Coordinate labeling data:
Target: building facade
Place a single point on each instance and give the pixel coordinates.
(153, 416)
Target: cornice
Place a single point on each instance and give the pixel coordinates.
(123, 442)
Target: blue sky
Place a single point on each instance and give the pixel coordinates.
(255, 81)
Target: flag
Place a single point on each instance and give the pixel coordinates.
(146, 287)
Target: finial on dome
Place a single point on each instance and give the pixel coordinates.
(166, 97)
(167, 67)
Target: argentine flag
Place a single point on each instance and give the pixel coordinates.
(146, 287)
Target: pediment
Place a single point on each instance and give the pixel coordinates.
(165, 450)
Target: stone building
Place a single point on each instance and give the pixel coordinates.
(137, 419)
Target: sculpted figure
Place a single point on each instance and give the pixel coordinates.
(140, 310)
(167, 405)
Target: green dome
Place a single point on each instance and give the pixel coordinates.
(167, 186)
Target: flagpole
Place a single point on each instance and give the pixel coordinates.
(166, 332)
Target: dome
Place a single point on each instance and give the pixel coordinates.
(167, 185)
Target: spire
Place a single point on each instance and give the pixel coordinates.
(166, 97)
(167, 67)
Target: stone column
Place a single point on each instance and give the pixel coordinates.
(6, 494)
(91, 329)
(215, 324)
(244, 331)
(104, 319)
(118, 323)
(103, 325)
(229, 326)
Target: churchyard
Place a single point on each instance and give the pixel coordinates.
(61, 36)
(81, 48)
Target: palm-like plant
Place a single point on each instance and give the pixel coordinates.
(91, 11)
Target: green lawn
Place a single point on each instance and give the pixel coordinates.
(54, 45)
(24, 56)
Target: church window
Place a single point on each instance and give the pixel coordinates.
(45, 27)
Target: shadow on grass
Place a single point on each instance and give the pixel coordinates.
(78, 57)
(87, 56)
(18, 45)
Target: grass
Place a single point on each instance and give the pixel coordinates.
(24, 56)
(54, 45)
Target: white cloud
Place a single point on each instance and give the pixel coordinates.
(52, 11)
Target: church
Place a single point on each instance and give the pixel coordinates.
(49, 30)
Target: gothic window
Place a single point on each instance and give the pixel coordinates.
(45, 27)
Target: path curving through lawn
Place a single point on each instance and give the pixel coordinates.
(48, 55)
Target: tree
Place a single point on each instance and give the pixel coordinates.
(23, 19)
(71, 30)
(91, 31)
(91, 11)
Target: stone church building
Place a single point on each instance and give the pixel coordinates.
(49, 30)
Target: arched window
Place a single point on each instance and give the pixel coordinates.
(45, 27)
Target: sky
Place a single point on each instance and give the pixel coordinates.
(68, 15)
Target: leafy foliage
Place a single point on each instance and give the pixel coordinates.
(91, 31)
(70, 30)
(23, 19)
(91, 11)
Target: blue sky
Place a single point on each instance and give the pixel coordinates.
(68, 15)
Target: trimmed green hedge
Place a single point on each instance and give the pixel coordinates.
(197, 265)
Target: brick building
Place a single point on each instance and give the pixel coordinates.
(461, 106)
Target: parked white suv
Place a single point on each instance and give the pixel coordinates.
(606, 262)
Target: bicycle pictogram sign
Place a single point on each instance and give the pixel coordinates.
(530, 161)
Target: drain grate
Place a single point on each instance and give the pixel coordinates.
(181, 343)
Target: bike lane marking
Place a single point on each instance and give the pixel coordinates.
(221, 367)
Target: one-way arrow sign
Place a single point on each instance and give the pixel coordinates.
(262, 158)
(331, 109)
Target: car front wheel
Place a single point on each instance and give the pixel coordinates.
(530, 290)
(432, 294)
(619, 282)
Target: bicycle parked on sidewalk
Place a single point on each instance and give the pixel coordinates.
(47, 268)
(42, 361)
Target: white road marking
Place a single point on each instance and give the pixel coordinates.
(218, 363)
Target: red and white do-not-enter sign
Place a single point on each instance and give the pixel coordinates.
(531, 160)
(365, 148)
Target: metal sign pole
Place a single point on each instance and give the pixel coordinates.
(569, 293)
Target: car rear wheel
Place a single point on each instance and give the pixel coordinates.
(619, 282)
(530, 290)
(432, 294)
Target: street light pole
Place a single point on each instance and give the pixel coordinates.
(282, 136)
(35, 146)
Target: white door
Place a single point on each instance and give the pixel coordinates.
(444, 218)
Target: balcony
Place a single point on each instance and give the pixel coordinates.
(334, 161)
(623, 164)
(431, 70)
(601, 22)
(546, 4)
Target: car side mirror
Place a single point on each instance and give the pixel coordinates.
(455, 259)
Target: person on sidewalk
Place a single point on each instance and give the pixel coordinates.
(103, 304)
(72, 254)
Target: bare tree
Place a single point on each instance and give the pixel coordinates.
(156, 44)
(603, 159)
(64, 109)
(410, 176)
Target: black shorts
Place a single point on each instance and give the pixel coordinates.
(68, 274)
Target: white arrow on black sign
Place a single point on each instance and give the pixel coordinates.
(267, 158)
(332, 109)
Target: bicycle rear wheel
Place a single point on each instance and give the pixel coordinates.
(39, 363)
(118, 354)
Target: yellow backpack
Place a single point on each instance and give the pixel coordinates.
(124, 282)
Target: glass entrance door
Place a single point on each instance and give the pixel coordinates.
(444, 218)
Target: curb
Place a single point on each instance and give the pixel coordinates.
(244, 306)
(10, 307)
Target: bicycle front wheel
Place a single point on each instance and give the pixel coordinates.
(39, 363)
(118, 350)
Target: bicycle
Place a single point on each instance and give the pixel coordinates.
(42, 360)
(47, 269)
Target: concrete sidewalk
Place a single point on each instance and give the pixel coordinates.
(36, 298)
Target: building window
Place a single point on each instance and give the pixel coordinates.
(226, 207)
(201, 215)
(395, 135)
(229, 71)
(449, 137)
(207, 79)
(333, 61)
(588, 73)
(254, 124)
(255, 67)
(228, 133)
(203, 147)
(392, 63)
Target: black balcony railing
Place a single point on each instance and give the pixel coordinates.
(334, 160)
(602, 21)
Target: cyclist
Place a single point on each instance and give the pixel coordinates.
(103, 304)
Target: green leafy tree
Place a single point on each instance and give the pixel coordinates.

● Your task:
Extract every entry in the listing word for word.

● Response to this exercise:
Target: building facade
Place a single point on each instance and give the pixel coordinates.
(153, 416)
Target: cornice
Place a single point on each instance and give the pixel coordinates.
(123, 442)
Target: blue sky
Place a single point on each instance and give the pixel coordinates.
(255, 81)
Target: flag
Place a single point on each instance and give the pixel coordinates.
(146, 287)
Target: finial on dome
Place a single point on each instance and give the pixel coordinates.
(166, 97)
(167, 67)
Target: argentine flag
Place a single point on each instance and give the pixel coordinates.
(146, 287)
Target: pediment
Place a single point on each instance and give the pixel coordinates.
(165, 450)
Target: stone building
Place a single point on each instance and give the pixel coordinates.
(137, 419)
Target: sculpted figure
Place a single point on each instance and give the pixel coordinates.
(140, 310)
(167, 405)
Target: green dome
Place a single point on each instance and give the pixel coordinates.
(167, 186)
Target: flagpole
Place a single point on each instance and give the pixel coordinates.
(166, 332)
Target: dome
Place a single point on each instance and give the pixel coordinates.
(167, 185)
Target: spire
Place a single point on each instance and give the pixel coordinates.
(166, 97)
(167, 67)
Target: stone column
Place a single point on each instance and give the pixel coordinates.
(6, 494)
(91, 329)
(215, 324)
(244, 331)
(104, 319)
(118, 323)
(103, 325)
(229, 326)
Target: churchyard
Place a single point on each instance and give the pixel coordinates.
(61, 36)
(81, 48)
Target: palm-like plant
Place a single point on each instance and give the pixel coordinates.
(91, 11)
Target: green lawn
Place a single point on each instance and give the pixel coordinates.
(54, 45)
(24, 56)
Target: church window
Place a single point on each instance and give the pixel coordinates.
(45, 27)
Target: shadow on grass
Place a single point on each instance and give the pixel coordinates.
(78, 57)
(87, 56)
(18, 45)
Target: grass
Place a single point on each instance and give the pixel coordinates.
(24, 56)
(54, 45)
Target: white cloud
Place a single point on each instance and give the pixel coordinates.
(52, 11)
Target: church
Place a single point on each instance and give the pixel coordinates.
(49, 30)
Target: gothic window
Place a single point on each instance and give the pixel coordinates.
(45, 27)
Target: path curving through lawn
Place a single point on each instance and give the pixel coordinates.
(48, 55)
Target: tree
Place a single point on each instance and give the pixel coordinates.
(23, 19)
(71, 30)
(91, 31)
(91, 11)
Target: stone church building
Place a single point on each instance and give the pixel coordinates.
(49, 30)
Target: arched window
Place a single point on each instance and give the pixel coordinates.
(45, 27)
Target: sky
Place a single point on each instance and give the pixel coordinates.
(68, 15)
Target: leafy foliage
Place a single point on each instance and give the pixel coordinates.
(91, 31)
(70, 30)
(23, 19)
(91, 11)
Target: blue sky
Place a single point on each instance and give the pixel coordinates.
(68, 15)
Target: trimmed green hedge
Place a single point on each instance and give the pixel coordinates.
(197, 265)
Target: brick building
Place a single point on each instance and give the pixel coordinates.
(461, 106)
Target: parked white suv
Place a single point on each instance and give the pixel coordinates.
(606, 262)
Target: bicycle pictogram sign
Place a single point on each instance and give the pixel coordinates.
(530, 161)
Target: drain grate
Place a single point on each instance and give the pixel coordinates.
(181, 343)
Target: bike lane marking
Place a single point on each instance and give the pixel coordinates.
(221, 367)
Target: one-way arrow sign
Place a single point on each instance and give the pixel coordinates.
(262, 158)
(331, 109)
Target: car front wheel
Place a single point on each instance and give the pixel coordinates.
(530, 290)
(432, 294)
(619, 282)
Target: bicycle parked on sidewalk
Place a single point on each instance and give the pixel coordinates.
(47, 268)
(42, 361)
Target: white road marking
Place a single point on each instance and give the pixel coordinates.
(218, 363)
Target: red and white do-not-enter sign
Place a single point on each instance and give the pixel coordinates.
(531, 160)
(365, 148)
Target: metal sign pole
Place a single point on each instance and give the pixel coordinates.
(569, 293)
Target: car rear wheel
Place a single point on each instance and give the pixel coordinates.
(619, 282)
(530, 290)
(432, 294)
Target: street light pole
Place a single point on each instance and give the pixel coordinates.
(282, 136)
(35, 146)
Target: white door
Place a single point on each instance and give the pixel coordinates.
(444, 218)
Target: balcony
Place a single point on each instance and give the pixel coordinates.
(334, 161)
(623, 164)
(431, 70)
(601, 22)
(546, 4)
Target: car side mirror
Place a single point on each instance and give the pixel coordinates.
(455, 259)
Target: person on sidewalk
Place a single point on each instance and give the pixel coordinates.
(103, 304)
(72, 254)
Target: bare tree
Place a single point on each instance and give the pixel coordinates.
(156, 44)
(603, 159)
(64, 109)
(410, 176)
Target: black shorts
Place a single point on each instance and give the pixel coordinates.
(68, 274)
Target: white arrow on black sign
Place a single point on each instance and give the pixel coordinates.
(267, 158)
(332, 109)
Target: bicycle rear wheel
Place a single point on each instance and give the pixel coordinates.
(39, 363)
(118, 354)
Target: yellow backpack
Place a single point on each instance and give the pixel coordinates.
(124, 282)
Target: glass entrance door
Place a single point on each instance and give the pixel coordinates.
(444, 218)
Target: curb
Place a single point on each instance and give the pixel coordinates.
(244, 306)
(10, 307)
Target: bicycle front wheel
Place a single point on each instance and give the pixel coordinates.
(39, 363)
(118, 350)
Target: bicycle
Place a single point on each instance and give the pixel coordinates.
(42, 360)
(47, 269)
Target: concrete sidewalk
Place a single point on each instance and give the pixel coordinates.
(36, 298)
Target: building window
Place a single point on each instance and give the pixel coordinates.
(226, 207)
(201, 215)
(395, 135)
(229, 71)
(449, 137)
(207, 79)
(333, 61)
(588, 73)
(254, 124)
(255, 67)
(228, 133)
(203, 147)
(392, 63)
Target: black balcony railing
Place a single point on each instance and give the pixel coordinates.
(334, 160)
(602, 21)
Target: cyclist
Place a single point on each instance and give the pixel coordinates.
(103, 304)
Target: green leafy tree
Place a single point on each instance and give the pixel coordinates.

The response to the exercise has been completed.